***** DATA FOR THE TASK

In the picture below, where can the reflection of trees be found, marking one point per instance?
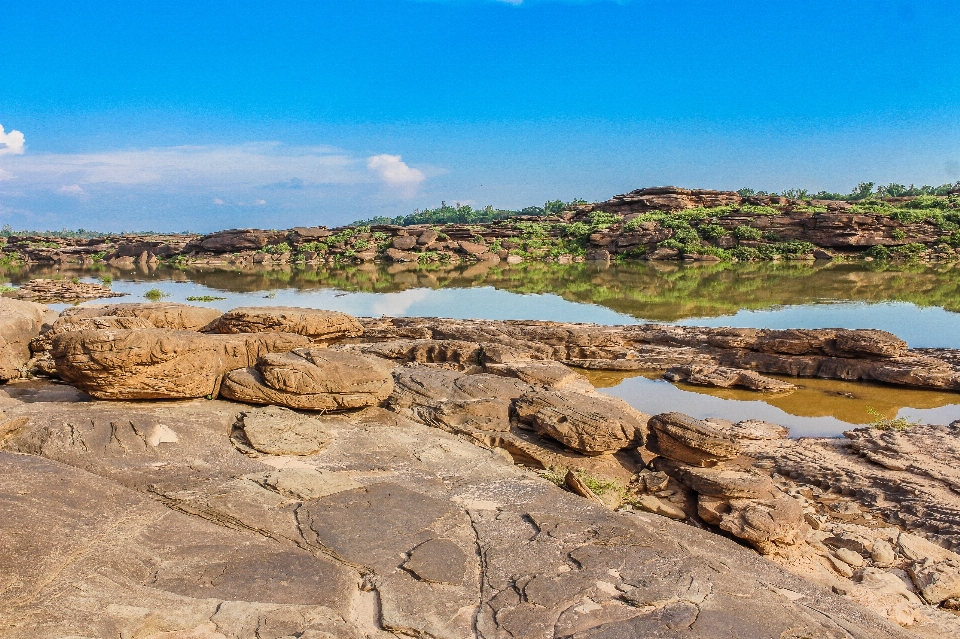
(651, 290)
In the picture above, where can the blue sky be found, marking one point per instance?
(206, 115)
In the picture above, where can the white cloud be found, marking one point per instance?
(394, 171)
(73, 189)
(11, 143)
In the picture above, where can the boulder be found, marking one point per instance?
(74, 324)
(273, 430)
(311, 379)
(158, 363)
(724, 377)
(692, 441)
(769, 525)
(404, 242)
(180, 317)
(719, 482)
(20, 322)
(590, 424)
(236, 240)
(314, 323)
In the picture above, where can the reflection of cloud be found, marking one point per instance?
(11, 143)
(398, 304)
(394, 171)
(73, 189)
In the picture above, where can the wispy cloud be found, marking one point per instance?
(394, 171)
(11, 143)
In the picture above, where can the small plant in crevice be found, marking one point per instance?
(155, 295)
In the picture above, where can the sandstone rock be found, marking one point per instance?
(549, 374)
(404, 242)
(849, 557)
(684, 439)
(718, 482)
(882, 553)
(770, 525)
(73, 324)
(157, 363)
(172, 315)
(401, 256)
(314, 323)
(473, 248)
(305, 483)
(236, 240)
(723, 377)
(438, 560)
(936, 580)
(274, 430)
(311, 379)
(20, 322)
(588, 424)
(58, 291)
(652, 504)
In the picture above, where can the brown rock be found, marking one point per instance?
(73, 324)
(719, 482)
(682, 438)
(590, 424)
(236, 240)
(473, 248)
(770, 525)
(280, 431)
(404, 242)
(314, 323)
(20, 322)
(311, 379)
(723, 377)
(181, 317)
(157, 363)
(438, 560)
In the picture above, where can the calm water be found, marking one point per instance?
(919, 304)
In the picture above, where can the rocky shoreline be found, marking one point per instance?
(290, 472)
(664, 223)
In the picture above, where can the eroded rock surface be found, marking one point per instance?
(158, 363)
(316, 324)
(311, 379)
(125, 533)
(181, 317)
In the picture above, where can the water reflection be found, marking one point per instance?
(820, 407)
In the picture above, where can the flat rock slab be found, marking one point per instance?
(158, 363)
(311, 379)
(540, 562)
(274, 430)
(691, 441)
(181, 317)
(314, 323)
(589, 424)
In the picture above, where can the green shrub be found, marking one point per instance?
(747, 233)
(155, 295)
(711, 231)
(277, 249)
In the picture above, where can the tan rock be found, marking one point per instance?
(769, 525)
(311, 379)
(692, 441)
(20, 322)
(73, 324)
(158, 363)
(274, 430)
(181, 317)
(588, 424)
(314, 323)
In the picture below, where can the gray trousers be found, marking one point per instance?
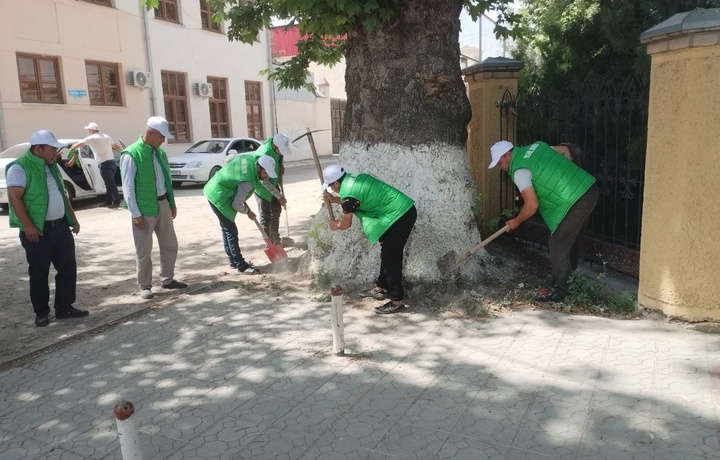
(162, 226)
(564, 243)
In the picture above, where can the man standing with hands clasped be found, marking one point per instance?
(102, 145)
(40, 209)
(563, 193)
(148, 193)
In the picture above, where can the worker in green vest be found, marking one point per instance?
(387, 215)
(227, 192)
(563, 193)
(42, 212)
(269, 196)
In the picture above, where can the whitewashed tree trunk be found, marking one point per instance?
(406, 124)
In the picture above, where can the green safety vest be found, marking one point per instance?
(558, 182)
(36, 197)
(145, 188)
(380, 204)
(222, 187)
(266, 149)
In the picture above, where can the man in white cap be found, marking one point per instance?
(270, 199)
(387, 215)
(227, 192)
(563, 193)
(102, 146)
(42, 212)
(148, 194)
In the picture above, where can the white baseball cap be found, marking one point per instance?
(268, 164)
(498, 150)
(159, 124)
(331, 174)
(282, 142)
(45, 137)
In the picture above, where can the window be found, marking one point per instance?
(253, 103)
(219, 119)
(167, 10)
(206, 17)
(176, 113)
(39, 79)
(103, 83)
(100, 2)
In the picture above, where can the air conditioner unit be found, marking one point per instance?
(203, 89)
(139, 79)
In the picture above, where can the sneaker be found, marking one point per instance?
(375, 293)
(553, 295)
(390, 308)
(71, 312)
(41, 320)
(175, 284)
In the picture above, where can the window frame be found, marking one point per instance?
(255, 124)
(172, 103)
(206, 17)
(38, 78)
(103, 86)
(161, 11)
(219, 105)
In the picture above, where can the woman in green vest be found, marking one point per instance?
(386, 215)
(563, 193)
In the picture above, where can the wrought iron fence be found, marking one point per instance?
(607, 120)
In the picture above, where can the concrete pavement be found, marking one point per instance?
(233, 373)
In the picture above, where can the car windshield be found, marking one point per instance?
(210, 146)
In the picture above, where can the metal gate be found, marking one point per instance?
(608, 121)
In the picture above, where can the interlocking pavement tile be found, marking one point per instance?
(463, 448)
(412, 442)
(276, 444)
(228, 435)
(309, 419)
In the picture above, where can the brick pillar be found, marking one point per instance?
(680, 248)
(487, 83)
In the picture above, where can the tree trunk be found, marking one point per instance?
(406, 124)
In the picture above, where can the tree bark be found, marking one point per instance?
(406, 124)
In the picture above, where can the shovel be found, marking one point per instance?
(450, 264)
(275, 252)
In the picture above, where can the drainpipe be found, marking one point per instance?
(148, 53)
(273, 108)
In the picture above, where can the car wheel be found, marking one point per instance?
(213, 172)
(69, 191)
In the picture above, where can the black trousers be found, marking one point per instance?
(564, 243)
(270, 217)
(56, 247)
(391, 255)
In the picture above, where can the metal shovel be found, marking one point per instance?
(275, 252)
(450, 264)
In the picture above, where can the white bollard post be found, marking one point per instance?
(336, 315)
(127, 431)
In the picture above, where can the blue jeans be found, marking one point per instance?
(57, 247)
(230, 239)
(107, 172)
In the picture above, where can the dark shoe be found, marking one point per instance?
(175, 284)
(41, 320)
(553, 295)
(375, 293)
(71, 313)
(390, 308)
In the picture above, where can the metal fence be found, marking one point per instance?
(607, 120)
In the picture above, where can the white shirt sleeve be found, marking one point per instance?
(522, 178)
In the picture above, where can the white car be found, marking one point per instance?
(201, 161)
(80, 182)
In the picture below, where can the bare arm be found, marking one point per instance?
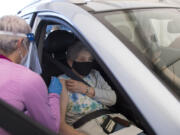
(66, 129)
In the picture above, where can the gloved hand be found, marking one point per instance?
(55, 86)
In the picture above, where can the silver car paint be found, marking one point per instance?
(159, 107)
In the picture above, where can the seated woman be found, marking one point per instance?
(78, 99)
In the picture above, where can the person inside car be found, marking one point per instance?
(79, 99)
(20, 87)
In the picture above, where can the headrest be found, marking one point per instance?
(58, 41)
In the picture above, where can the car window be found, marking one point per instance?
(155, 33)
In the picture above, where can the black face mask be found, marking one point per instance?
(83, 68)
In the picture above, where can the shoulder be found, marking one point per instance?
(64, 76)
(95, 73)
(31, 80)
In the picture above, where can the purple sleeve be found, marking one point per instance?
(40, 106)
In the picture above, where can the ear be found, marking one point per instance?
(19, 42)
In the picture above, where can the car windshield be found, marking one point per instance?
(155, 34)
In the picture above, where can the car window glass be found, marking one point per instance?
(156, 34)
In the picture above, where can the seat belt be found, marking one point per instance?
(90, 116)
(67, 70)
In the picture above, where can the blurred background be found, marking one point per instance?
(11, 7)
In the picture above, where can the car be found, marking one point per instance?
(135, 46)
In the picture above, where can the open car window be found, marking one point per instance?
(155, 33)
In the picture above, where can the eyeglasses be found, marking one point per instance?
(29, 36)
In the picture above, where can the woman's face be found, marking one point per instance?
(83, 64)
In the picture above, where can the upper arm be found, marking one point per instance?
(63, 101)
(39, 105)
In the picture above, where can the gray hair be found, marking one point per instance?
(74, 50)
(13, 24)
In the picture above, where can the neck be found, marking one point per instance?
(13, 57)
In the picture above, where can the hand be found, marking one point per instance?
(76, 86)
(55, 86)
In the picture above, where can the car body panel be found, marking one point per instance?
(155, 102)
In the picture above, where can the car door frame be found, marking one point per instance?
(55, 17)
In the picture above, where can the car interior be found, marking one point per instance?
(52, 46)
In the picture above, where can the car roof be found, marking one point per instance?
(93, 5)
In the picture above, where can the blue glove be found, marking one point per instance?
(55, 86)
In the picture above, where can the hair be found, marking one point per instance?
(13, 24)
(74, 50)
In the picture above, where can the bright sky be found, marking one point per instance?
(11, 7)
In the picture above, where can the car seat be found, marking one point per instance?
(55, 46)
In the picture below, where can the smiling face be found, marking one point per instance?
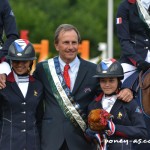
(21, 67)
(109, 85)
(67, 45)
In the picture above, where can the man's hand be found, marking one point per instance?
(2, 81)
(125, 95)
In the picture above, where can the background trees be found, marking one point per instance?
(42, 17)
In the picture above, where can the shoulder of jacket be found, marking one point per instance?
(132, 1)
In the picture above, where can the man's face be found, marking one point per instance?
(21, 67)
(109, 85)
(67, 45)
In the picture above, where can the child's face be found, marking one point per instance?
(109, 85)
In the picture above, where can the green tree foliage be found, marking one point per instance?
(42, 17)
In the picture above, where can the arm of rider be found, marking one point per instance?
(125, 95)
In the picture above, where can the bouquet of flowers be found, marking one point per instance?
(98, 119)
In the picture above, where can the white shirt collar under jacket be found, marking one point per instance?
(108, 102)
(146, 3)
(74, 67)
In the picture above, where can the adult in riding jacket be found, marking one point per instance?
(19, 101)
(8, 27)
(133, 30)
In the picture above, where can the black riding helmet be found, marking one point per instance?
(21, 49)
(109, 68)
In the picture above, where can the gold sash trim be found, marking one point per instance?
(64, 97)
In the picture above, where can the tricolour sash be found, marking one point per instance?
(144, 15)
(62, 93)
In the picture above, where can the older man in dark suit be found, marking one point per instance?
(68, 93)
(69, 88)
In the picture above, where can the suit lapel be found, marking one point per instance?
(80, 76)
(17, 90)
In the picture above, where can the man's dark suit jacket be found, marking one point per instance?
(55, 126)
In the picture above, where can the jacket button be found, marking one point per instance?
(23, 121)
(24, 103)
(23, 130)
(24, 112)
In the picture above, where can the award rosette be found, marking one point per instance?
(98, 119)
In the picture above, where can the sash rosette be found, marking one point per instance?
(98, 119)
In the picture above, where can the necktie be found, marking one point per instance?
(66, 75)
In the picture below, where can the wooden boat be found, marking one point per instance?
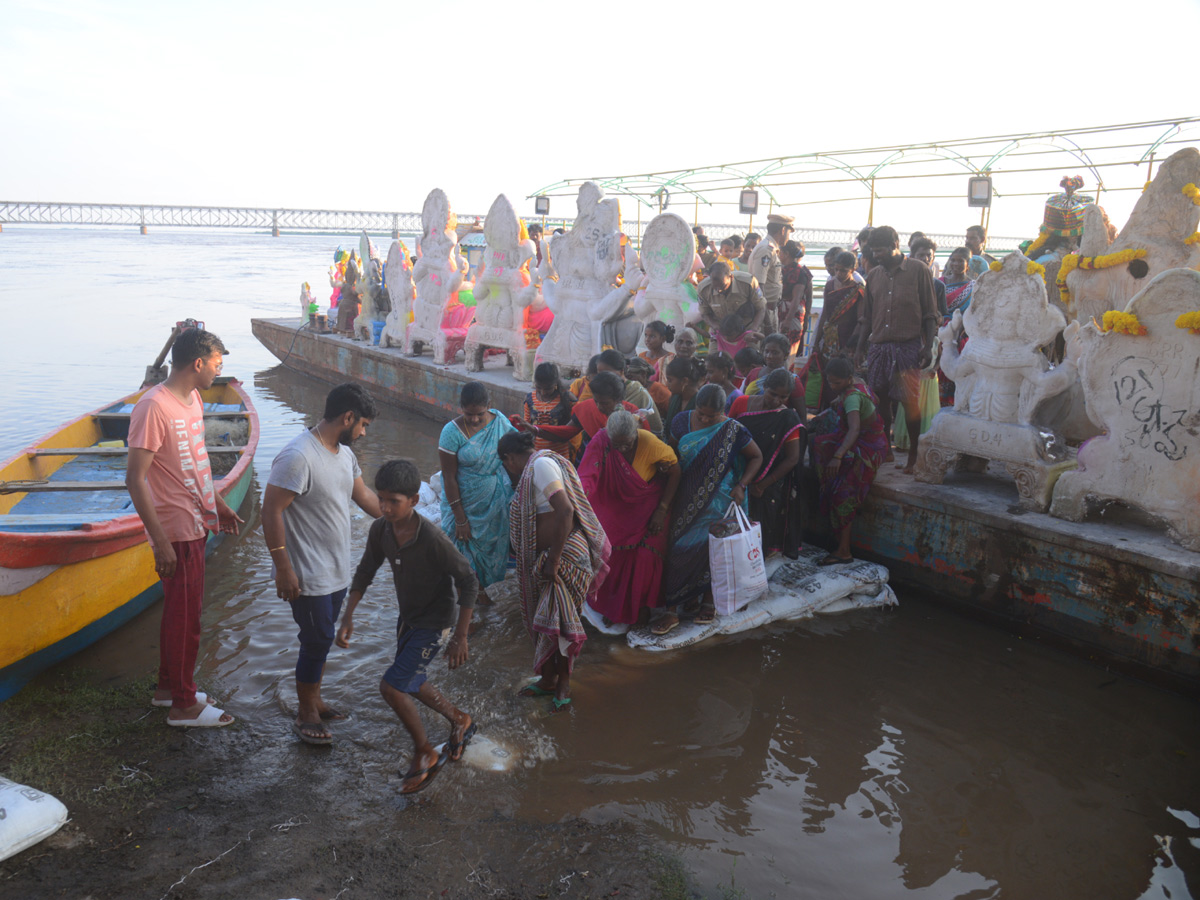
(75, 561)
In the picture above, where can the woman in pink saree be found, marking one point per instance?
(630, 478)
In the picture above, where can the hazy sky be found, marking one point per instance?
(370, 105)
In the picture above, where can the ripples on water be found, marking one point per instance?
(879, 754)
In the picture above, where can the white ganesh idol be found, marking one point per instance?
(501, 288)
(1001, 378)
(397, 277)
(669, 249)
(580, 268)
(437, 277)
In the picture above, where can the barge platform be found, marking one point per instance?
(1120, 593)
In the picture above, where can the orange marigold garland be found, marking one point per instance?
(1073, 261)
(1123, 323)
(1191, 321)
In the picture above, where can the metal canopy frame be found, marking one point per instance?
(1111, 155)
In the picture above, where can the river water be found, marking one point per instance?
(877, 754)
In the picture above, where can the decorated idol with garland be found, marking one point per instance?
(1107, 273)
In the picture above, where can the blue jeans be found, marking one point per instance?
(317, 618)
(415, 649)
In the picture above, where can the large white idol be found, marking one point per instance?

**********

== PROBLEM ==
Find the line containing "In the picture above, where can the hazy" in the material above. Print it and every line after it through the end, exactly and only those.

== EXERCISE ANSWER ==
In the picture above, where can the hazy sky be found, marking one point per instance?
(370, 105)
In the picture above, where can the ripples on water be found, marking one point per instance?
(879, 754)
In the picture above, where can the white ganesh idol be found, marking one point per instance?
(501, 288)
(1001, 378)
(397, 277)
(669, 249)
(580, 268)
(437, 277)
In the picture above, where can the barge platform be found, marking one point per instance?
(1120, 593)
In the picture above, where can the orange marigold garland be found, marking one point per instance?
(1073, 261)
(1123, 323)
(1191, 321)
In the picture above, where can the metal canopy frame be found, marking one point per instance?
(1111, 155)
In the picture above, where can the river water be found, marking one point per instance?
(877, 754)
In the picture above, where can the decorated idol with garland be found, marking one point per instance?
(1107, 273)
In the picture above, where can the blue jeans be found, marking one point per instance?
(317, 618)
(415, 649)
In the picture above, where can the large white idol be found, marking one point per instance?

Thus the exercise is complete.